Extracted text
--------------------
FIG. 3 shows an arrangement similar to that shown in FIG. 2, except that a fan 28 is also coupled to the second shaft 22 which is driven by the further turbine 20. Whilst there are many conceivable functions which could be fulfilled by a fan driven by the further turbine, in this particular example the fan 28 is used to create a flow of air over the generator 26 which provides cooling for it. This might avoid the need to provide any additional cooling and/or it may allow the generator 26 to operate at a higher power rating and/or more efficiently.

FIGS. 4 a and 4b show an advantageous extension of the arrangements set out in FIG. 3. As in the previously described embodiment, a fan 28 is coupled to the second shaft 22 so as to be driven by the further turbine 20, thereby providing a cooling air flow past the generator 26 (although it will be noted that in this depiction, the air flow past the generator is in the opposite direction to that shown in FIG. 3). The air is drawn in through a cooling air intake 30, past the generator 26 and the fan 28 to an exit duct 32 downstream of the fan. The exit duct 32 may be open or closed by a valve 34 at the far end. The valve 34 is shown in its open position in FIG. 4a.

Also shown in FIGS. 4a and 4b is an air intake duct 36 into which air is drawn by the compressor 4. This too may be open or closed depending upon the position of an intake valve 38, shown in its open position in FIG. 4a. A connecting duct 40 is provided between the previously described intake duct 36 and the outlet duct 32. A further valve 42 is provided in the connecting duct 40 in order to open or close it. This valve 42 is shown in its closed position in FIG. 4a.

In operation, FIG. 4a shows the normal running state of the apparatus. Thus the gas turbine engine section 2 draws air in through the air intake duct 36 and the hot air and combustion gases are eventually exhausted through the hot gas exhaust 24 downstream of the further turbine 20. An independent gas flow path is set up by rotation of the fan 28 by the second shaft 22 which draws in air through the cooling air intake 30 before it exits again through the outlet duct 32 and past the valve 34. These two flow paths remain independent of one another since the valve 42 in the connecting duct 40 remains closed during steady state operation of the apparatus.
--------------------
Provided records
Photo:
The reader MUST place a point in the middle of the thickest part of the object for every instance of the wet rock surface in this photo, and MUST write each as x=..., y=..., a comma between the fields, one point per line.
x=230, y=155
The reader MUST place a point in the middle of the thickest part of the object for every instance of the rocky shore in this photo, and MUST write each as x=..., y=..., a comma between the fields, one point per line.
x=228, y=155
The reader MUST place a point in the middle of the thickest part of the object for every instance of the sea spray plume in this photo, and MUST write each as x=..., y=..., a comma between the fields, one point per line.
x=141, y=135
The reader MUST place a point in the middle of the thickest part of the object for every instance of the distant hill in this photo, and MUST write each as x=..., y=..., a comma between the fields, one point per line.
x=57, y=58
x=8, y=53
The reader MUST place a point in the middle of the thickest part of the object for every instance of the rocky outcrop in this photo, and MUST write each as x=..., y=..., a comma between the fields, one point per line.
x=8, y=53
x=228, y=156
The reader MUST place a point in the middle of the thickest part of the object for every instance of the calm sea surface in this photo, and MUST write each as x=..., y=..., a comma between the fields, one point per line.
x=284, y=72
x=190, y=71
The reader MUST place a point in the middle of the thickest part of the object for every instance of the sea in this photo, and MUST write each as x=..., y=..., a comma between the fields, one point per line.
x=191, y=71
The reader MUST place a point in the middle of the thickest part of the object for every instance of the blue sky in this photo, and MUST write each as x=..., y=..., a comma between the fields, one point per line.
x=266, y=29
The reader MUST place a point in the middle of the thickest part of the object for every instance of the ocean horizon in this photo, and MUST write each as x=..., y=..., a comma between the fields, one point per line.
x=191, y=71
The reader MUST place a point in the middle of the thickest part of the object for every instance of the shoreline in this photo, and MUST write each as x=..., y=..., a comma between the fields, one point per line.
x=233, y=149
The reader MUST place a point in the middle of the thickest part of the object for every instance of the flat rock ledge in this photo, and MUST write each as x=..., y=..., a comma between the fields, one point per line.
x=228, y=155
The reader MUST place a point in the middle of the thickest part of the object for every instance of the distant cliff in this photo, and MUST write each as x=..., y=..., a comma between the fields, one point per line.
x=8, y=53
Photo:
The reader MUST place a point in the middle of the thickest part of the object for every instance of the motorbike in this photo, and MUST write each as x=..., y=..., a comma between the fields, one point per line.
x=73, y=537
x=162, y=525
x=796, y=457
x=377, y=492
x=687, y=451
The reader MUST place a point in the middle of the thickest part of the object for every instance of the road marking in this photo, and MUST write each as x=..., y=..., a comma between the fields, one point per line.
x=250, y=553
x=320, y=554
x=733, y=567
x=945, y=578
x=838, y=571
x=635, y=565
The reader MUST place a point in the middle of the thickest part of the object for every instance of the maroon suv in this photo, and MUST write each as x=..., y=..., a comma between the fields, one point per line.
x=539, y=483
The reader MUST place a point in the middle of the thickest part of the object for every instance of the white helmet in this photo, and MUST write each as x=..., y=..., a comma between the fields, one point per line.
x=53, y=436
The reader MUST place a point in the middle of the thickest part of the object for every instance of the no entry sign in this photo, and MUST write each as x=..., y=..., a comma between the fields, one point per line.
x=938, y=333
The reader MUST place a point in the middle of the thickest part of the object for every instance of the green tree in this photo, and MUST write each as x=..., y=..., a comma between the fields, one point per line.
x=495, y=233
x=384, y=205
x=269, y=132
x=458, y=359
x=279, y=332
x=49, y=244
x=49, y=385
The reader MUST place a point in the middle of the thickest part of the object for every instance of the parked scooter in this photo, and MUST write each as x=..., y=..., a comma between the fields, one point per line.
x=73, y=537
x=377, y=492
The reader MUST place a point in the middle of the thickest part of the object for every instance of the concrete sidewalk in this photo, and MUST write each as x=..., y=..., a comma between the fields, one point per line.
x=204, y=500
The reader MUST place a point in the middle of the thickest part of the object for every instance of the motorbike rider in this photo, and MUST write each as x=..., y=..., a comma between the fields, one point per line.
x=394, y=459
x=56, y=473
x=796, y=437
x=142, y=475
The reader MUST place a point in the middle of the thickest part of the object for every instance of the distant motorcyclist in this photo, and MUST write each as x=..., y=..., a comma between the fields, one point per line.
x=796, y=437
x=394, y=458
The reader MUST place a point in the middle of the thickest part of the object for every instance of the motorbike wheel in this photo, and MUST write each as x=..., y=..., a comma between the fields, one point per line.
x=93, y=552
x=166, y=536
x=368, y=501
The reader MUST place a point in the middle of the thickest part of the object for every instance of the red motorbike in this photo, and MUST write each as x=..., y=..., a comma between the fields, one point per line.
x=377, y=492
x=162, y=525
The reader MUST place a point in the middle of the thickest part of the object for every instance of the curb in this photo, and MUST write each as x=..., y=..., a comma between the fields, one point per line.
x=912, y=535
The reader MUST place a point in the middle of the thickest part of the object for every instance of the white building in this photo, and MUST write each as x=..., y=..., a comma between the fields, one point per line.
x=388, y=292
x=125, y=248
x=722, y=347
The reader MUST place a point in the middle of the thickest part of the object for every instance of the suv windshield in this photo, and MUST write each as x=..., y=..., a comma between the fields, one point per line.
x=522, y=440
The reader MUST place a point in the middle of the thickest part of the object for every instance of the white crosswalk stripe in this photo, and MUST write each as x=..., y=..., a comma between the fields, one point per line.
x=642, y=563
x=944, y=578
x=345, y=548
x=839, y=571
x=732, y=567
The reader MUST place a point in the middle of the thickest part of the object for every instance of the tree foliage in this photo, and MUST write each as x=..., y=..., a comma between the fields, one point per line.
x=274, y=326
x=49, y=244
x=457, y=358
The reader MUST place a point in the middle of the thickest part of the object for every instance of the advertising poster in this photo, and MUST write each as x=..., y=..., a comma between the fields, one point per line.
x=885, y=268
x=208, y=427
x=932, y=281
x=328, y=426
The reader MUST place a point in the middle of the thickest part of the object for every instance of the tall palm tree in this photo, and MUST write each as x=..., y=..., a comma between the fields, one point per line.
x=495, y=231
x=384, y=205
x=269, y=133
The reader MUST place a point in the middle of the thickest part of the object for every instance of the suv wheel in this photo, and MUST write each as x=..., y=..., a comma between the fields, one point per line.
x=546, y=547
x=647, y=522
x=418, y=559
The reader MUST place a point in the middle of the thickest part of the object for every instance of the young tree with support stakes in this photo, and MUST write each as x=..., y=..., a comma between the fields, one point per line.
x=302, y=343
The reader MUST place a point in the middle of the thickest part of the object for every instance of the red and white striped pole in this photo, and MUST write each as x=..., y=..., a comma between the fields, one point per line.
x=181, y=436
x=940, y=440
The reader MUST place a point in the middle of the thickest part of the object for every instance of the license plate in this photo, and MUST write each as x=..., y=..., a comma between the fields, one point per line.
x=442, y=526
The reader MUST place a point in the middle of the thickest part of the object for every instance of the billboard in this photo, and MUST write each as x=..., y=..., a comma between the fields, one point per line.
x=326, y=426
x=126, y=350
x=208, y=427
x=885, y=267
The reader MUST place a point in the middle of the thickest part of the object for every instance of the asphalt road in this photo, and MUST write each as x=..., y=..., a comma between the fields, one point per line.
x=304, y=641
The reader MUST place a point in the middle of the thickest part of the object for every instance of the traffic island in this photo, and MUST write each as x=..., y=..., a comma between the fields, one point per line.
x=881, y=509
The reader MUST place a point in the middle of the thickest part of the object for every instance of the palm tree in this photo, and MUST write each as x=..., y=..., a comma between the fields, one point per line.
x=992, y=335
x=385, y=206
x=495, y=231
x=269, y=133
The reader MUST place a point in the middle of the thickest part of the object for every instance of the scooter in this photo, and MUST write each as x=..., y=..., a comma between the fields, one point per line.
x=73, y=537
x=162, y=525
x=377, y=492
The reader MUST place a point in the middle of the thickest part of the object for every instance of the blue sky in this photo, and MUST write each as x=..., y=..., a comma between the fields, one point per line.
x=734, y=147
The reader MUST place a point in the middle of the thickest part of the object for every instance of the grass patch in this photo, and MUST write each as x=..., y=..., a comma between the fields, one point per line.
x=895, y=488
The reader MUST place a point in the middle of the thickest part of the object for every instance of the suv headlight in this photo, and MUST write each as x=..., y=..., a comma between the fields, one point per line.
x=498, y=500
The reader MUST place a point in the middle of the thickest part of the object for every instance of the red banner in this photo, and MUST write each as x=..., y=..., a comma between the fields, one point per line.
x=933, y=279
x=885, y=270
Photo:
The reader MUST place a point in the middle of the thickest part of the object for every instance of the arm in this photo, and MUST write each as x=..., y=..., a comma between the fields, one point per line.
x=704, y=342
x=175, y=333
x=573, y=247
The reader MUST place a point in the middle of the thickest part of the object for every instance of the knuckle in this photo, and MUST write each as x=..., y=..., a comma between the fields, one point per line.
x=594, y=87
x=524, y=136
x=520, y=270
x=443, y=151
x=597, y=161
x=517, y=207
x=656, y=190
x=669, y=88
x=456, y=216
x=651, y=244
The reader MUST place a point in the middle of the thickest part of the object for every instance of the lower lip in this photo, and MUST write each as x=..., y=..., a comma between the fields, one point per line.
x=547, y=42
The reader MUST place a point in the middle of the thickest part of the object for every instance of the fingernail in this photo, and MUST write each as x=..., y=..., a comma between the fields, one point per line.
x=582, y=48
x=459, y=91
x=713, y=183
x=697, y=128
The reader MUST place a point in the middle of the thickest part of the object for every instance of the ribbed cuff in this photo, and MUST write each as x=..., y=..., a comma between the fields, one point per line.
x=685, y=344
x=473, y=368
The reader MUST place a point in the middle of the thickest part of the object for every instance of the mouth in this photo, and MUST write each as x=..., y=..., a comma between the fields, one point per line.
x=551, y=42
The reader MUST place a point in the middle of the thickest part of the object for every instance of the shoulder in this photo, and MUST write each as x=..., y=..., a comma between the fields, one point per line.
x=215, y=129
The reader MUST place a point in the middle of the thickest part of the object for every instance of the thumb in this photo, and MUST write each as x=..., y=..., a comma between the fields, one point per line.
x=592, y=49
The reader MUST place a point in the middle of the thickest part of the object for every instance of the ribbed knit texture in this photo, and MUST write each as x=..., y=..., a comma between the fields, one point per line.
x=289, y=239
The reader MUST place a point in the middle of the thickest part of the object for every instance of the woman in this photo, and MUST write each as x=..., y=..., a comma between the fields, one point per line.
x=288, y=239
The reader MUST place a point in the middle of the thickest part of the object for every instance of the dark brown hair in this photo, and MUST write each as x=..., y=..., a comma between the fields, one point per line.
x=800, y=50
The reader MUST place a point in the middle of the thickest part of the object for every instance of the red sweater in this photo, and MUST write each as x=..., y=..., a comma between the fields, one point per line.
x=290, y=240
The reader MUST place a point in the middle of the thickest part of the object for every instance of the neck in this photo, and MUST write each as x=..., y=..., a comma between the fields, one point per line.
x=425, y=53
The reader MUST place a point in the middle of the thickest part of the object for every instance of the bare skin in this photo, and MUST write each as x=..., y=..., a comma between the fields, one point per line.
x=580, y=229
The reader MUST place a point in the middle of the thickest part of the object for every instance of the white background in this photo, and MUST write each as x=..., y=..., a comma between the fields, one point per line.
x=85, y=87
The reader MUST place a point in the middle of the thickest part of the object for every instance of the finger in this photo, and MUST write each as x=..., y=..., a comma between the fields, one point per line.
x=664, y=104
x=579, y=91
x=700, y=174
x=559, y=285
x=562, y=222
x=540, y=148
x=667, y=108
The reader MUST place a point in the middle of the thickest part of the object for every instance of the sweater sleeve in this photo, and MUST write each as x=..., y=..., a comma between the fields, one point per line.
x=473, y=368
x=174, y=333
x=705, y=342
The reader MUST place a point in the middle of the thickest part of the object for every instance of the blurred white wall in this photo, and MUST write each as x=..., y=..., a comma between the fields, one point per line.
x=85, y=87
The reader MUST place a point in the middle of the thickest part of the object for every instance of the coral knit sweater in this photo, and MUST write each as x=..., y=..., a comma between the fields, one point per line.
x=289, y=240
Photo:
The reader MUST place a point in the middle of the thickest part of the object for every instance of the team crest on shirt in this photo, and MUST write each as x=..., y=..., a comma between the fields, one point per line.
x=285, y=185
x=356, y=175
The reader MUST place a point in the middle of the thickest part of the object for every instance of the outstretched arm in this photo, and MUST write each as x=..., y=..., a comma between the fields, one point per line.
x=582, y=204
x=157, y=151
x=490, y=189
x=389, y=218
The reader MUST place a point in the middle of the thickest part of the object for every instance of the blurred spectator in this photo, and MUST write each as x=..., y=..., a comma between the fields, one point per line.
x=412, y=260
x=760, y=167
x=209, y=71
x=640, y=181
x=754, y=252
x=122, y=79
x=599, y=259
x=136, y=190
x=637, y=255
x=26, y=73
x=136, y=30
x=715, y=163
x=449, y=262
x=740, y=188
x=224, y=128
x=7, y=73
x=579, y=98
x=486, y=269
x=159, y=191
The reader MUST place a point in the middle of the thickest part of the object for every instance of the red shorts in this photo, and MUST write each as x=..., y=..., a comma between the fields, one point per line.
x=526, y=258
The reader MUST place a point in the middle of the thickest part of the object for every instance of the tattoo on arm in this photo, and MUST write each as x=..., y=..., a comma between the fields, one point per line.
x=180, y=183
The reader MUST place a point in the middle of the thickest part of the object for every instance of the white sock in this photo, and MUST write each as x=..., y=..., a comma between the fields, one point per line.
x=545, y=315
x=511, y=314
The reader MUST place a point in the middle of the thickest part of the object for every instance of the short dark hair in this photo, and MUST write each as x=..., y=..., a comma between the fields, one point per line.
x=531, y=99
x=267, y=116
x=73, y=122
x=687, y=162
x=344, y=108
--------------------
Set tasks
**A)** In the passage on the fan-cooled generator, which valve stays closed during normal running to keep the two air flow paths apart?
**B)** Carry on the passage on the fan-cooled generator, starting after its last sentence.

Results of the exercise
**A)** The valve 42 in the connecting duct 40.

**B)**
However, this apparatus can also be used in a self-starting mode which is represented in FIG. 4b. In this mode, the intake valve 38 and cooling fan outlet valve 34 are both closed while the valve 42 in the connecting duct 40 is opened. At the same time, the generator 26 is operated as a motor by applying a suitable electrical current to it which has the effect of rotating the shaft 22 and thereby driving the fan 28. This has the effect of drawing air in through the cooling air intake 30 (and past the motor 26, thereby cooling it) and so into the outlet duct 32. However, since the cooling fan outlet valve 34 is closed and the connecting duct valve 42 is open, the air is forced to pass through the connecting duct 40 and into the intake duct 36 for the compressor 4. Again, since the intake valve 38 is closed, the air flow is forced into the compressor 4 which in this circumstance is therefore made to act like a turbine. Accordingly the forced air flow rotates the compressor 4 and hence the first shaft 8 and the turbine 6. However simultaneously or when the shaft 8 has reached a certain speed, typically around 30% of the maximum operating speed, the combustor 10 may be switched on. This operation is continued until self-sustaining rotation of the shaft 8 of the engine section 2 is achieved. At this point, the electrical power source may be removed from the motor 26 and the three valves 34, 38, 40 operated to change their states to those shown in FIG. 4a so as to permit continuous, steady-state operation.

As will be appreciated, the arrangement described above with reference to FIGS. 4a and 4b provides a compact and self-contained arrangement for generating electricity without the need for any external starting equipment. This allows such apparatus to be used to give highly flexible power generation which can be started and stopped with relative ease.

FIG. 5 represents another way in which the basic principle illustrated in the embodiment of FIG. 1 may be developed in other embodiments. In common with the embodiment of FIG. 1, a gas turbine engine section 2 comprising a compressor 4, turbine 6, shaft 8 and combustor 10 is provided. Also as in FIG. 1, the hot gases 18 exiting the first turbine 6 are used both to drive a further turbine 20, which in turn rotates a coupled shaft 22, and to provide thrust by accelerating the hot gas exhaust 24′ through a nozzle 25. This arrangement could, as just one example, be used to provide a motive thrust, e.g. for an aircraft or other vehicle.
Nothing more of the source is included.